» **TÂCHE À RÉALISER**: Rédigez la suite du texte ci-dessous consacré aux conditions de travail et aux effectifs des éboueurs municipaux, en reprenant après sa dernière phrase.

» **EXTRAIT**:
|---|

Des conditions de travail difficiles
Des conditions de travail difficiles
Les effectifs méconnus
Les archives donnent peu d’éléments sur les effectifs. En 1918, il y a 15 secteurs pour 15 tombereaux donc probablement autant de charretiers. La motorisation surtout à partir des années 1930 augmente les besoins. Chaque benne induit un conducteur et deux chargeurs qui se tiennent à l’arrière pour un ramassage régulier et plus rapide car quasi sans arrêt. En 1935, le service compte au moins 55 agents.
Trente ans plus tard, au milieu des années 1960, l'effectif comprend 39 conducteurs de poids-lourds et 44 éboueurs municipaux. Ces chiffres vont augmenter dans les années 1970 en lien avec l'organisation du temps de travail et l'urbanisation de la ville, notamment l'émergence de nouveaux quartiers tels que La Source. En 1974, on évoque 60 conducteurs et 60 éboueurs.

|---|

» **RELEVÉ**:
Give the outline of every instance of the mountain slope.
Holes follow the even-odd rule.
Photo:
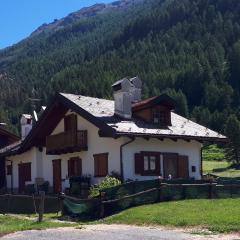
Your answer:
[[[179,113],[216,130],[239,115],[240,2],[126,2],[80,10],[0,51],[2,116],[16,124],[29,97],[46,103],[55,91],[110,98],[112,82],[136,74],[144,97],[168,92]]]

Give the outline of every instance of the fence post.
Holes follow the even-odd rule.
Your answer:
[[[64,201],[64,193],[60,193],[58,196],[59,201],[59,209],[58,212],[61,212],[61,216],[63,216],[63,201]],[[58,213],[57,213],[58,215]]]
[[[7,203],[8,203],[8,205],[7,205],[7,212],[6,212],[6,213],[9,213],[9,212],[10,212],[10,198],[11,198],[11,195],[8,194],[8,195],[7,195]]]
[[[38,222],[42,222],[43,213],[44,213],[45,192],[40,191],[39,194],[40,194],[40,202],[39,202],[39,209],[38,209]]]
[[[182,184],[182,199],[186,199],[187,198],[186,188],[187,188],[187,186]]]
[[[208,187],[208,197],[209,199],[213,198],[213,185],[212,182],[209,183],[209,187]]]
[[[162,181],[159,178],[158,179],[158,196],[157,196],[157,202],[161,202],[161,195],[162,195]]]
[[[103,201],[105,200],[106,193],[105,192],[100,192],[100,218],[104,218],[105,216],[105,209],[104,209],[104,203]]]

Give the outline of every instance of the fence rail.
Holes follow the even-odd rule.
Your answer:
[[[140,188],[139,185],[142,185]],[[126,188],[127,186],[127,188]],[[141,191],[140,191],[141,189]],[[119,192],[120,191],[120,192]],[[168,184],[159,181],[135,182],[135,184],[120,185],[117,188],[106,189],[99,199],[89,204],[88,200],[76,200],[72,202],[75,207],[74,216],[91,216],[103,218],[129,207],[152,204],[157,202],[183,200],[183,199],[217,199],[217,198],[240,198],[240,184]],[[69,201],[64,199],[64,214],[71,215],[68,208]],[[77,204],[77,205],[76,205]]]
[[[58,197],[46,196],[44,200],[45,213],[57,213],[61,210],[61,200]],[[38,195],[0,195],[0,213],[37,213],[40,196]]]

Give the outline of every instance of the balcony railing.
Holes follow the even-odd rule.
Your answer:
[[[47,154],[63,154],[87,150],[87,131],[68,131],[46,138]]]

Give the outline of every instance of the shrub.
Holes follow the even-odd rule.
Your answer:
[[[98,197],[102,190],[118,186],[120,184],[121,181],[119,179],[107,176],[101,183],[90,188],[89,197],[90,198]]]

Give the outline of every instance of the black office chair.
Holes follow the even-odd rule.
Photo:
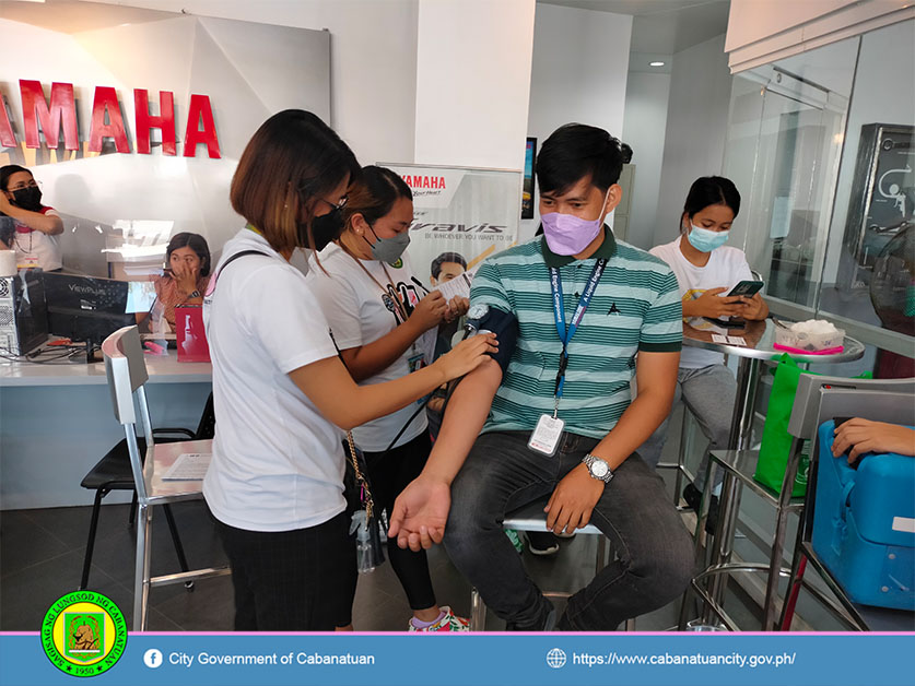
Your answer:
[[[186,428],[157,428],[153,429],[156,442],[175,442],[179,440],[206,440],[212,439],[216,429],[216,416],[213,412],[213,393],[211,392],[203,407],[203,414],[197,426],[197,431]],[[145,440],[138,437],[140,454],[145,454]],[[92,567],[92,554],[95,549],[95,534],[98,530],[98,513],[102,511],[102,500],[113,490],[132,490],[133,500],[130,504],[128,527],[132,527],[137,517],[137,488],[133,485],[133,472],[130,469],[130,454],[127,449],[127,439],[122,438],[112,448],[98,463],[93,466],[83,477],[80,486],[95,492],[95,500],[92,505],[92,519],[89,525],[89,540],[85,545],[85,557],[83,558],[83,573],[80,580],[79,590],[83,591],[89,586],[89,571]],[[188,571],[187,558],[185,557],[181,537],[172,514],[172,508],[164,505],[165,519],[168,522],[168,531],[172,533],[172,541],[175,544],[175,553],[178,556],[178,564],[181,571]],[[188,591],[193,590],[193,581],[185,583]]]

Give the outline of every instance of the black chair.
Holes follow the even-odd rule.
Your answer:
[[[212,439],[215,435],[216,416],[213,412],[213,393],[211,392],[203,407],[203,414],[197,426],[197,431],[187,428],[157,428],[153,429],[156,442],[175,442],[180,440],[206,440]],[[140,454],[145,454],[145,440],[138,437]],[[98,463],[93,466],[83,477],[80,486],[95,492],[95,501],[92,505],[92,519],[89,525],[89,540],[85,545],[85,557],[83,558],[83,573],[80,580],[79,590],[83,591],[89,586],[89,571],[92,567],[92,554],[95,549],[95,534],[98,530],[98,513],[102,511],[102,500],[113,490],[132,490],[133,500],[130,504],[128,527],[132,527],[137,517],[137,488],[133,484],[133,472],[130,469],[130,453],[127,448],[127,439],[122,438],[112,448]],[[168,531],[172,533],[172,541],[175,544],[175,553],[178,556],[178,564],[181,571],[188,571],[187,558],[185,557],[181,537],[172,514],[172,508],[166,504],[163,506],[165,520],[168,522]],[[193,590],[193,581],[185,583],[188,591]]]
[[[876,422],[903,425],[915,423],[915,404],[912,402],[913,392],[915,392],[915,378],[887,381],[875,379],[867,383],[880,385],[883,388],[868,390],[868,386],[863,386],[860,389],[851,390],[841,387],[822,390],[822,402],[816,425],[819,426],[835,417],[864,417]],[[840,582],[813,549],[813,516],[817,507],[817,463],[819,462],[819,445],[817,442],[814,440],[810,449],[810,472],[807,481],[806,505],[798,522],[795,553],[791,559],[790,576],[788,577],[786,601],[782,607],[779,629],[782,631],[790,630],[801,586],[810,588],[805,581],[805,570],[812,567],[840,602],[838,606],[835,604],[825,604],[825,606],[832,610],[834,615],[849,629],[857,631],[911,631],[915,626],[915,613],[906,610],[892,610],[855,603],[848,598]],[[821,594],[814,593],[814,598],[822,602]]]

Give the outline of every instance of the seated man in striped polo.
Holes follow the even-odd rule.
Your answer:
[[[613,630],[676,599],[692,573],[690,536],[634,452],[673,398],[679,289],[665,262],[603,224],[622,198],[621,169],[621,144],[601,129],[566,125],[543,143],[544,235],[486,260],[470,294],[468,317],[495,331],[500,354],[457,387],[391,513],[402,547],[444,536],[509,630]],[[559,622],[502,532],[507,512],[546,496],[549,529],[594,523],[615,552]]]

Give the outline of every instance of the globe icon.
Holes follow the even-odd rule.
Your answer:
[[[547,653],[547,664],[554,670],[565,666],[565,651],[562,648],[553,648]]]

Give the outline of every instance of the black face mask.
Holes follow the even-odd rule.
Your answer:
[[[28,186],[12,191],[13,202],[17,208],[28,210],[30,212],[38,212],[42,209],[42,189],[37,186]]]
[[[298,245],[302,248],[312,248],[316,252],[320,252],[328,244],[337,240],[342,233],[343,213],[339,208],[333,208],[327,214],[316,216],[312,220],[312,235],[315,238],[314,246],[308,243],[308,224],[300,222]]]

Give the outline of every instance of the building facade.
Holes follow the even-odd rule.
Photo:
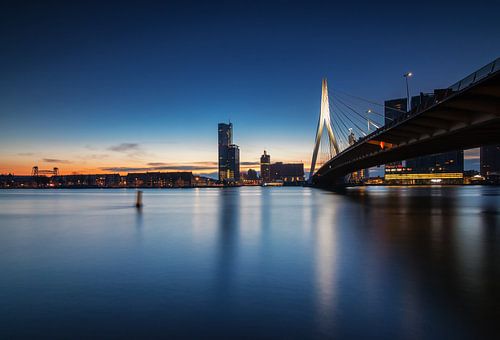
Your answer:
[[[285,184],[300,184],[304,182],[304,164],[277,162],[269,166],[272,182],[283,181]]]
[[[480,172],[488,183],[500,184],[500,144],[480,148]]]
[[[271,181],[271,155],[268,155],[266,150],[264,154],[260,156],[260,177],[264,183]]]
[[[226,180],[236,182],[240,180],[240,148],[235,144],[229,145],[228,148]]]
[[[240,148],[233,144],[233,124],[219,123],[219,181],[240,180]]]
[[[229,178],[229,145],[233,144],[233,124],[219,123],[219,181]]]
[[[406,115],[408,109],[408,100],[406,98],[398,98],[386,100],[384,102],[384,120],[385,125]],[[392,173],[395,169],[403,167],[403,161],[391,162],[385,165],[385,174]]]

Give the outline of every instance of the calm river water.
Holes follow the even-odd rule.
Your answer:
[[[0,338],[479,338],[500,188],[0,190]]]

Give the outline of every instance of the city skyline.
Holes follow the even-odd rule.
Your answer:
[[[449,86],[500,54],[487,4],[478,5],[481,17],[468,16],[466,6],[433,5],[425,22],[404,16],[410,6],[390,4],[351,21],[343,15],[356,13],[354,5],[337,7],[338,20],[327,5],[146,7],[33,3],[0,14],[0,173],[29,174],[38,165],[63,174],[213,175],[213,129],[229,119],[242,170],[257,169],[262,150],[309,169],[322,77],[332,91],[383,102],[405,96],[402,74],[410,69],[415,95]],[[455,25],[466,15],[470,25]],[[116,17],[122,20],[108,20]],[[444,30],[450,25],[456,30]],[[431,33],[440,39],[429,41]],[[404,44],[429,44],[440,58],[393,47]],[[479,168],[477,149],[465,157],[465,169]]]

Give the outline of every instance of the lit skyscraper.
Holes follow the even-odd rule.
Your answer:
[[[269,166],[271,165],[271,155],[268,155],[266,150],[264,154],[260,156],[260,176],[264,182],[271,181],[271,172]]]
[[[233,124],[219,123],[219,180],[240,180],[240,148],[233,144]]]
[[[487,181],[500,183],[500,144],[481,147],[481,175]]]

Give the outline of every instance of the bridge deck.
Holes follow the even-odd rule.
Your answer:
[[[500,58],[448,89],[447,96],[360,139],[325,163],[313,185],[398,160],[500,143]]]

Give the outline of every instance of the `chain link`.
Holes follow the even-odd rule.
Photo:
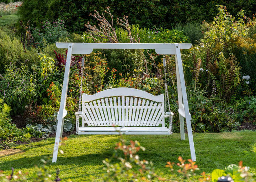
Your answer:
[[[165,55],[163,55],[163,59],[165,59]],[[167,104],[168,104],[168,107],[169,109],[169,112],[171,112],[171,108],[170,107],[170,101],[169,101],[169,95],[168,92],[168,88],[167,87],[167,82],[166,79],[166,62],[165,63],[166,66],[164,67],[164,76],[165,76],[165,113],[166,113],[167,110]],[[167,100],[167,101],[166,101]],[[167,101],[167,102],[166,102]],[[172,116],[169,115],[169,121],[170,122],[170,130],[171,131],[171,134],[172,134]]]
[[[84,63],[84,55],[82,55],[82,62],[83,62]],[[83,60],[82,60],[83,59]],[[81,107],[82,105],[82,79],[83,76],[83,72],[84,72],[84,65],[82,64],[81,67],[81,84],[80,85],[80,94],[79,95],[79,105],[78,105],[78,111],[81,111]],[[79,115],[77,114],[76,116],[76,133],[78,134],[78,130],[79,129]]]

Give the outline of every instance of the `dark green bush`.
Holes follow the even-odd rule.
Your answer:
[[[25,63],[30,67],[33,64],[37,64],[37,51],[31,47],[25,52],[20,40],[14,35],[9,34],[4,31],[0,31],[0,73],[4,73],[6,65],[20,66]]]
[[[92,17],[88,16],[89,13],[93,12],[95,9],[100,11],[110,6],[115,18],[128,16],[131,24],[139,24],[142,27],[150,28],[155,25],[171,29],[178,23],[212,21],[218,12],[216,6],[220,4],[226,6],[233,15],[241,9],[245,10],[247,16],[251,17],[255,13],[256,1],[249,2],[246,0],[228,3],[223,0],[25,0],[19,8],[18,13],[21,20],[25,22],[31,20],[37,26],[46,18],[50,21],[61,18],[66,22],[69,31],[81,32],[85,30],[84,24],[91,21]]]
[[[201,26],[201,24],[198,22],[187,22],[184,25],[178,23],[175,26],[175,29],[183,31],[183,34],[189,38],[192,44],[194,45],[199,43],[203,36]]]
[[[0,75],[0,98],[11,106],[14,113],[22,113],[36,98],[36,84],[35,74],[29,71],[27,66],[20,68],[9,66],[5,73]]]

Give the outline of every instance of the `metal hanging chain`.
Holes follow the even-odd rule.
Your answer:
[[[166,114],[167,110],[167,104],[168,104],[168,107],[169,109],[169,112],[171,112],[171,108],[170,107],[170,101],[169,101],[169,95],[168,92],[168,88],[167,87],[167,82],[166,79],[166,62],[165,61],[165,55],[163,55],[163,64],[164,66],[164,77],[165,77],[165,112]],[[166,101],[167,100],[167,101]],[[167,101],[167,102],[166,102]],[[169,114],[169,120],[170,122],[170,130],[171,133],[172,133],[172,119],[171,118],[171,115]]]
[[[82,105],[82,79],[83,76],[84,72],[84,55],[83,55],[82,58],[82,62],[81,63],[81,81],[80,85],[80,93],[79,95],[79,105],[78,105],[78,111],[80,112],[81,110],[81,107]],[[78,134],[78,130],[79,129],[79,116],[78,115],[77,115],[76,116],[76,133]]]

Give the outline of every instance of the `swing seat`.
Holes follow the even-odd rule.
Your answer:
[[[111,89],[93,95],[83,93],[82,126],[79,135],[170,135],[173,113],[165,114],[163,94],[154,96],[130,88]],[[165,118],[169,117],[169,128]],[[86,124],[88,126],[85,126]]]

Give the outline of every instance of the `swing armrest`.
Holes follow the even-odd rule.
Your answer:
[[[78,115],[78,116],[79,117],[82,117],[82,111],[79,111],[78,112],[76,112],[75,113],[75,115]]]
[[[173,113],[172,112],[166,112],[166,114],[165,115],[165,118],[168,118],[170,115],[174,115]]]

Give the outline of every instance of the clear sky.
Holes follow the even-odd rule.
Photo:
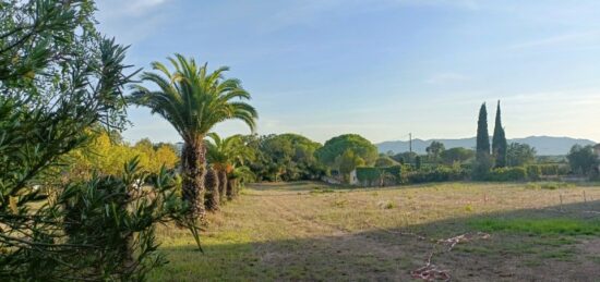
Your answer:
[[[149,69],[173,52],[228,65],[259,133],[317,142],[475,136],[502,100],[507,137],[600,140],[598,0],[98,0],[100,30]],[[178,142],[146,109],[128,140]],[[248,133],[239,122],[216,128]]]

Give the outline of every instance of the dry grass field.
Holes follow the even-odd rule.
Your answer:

|---|

» **RÉSULTAT DE L'EXERCICE**:
La pénibilité au quotidien
Qu’ils soient âniers, charretiers, boueux, éboueurs, hommes de peine ou encore gardes-canches, tous œuvrent dans des conditions que l’on devine pénibles à la lecture des documents d’archives. Au 19e siècle, et au moins jusqu’à la disparition complète de l’usage des bennes hippomobiles, le travail consiste à soulever et vider les récipients dans les tombereaux souvent très hauts, balayer les rues et y ramasser les ordures déversées ou échappées sur la chaussée, puis les emporter chez les maraîchers ou dans les canches. Le personnel charge et décharge ainsi des kilos d’ordures de multiples fois au cours de la journée, à une époque où le ramassage est quotidien et la quantité de déchets ne cesse d’augmenter. Les hommes du service des boues et immondices, devenu plus tard le service des ordures ménagères, s’occupent aussi de l’entretien des chevaux, des tombereaux et ensuite, de celui des véhicules mécaniques. Suivant les saisons, ils retirent la neige et le verglas en hiver, nettoient les rues et les dégagent des encombrements liés aux travaux. Pour mémoire, avant 1919 et le passage à la journée légale de 8 heures, la journée de travail peut être de 10 à 12 heures. La semaine à 40 heures et les congés payés seront acquis en 1936.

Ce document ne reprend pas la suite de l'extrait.